▶ Given data:
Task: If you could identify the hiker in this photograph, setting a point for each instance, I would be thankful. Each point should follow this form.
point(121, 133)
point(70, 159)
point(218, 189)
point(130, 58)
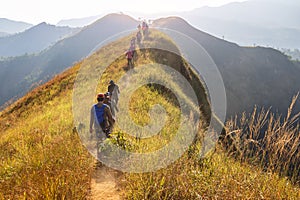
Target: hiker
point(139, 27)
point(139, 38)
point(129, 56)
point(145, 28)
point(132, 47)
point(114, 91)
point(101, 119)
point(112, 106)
==
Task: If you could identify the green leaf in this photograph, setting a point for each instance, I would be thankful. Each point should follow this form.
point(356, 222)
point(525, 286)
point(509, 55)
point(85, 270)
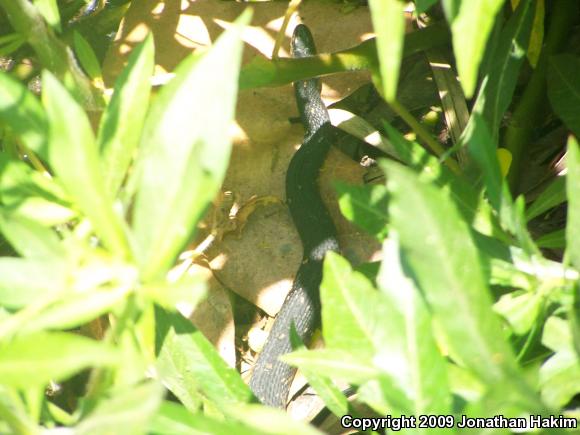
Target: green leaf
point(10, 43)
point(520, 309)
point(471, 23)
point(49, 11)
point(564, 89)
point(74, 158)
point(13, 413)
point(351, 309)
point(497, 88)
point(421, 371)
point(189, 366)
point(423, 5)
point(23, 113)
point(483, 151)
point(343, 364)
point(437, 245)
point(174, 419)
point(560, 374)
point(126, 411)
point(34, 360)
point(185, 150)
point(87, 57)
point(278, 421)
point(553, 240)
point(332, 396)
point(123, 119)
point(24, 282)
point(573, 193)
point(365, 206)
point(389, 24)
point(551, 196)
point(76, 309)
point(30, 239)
==
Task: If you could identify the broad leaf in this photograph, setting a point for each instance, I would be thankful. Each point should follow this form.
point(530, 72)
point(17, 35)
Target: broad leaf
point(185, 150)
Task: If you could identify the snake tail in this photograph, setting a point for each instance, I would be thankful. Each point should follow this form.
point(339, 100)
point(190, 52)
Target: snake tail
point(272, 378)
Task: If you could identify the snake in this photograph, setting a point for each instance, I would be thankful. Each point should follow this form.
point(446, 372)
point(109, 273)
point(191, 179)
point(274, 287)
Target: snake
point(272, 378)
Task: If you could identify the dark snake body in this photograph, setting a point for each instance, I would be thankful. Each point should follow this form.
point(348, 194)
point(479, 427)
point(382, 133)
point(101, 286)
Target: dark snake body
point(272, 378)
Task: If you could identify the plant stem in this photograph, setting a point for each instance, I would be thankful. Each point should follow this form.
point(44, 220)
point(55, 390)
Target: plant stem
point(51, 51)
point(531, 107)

▶ Exercise:
Present the portion of the listing from the line containing "Task: If you could identify the green" to the line containing "point(30, 239)", both included, as a numbered list with blank lines omitted. Leave the picture out of the answer.

▶ Expected answer:
1. Task: If you could identify the green leaf in this photograph, setting a point for each instance, I would be thankful. Each point should follow this form.
2. point(356, 222)
3. point(525, 286)
4. point(509, 55)
5. point(85, 270)
6. Target: green leaf
7. point(10, 43)
8. point(520, 309)
9. point(471, 23)
10. point(49, 11)
11. point(564, 89)
12. point(74, 158)
13. point(13, 413)
14. point(351, 309)
15. point(497, 88)
16. point(421, 371)
17. point(189, 366)
18. point(423, 5)
19. point(23, 113)
20. point(483, 151)
21. point(343, 364)
22. point(437, 245)
23. point(174, 419)
24. point(560, 374)
25. point(126, 411)
26. point(34, 360)
27. point(185, 150)
28. point(87, 57)
29. point(278, 421)
30. point(553, 240)
31. point(332, 396)
32. point(123, 119)
33. point(24, 282)
34. point(573, 193)
35. point(365, 206)
36. point(389, 24)
37. point(551, 196)
38. point(76, 309)
39. point(30, 239)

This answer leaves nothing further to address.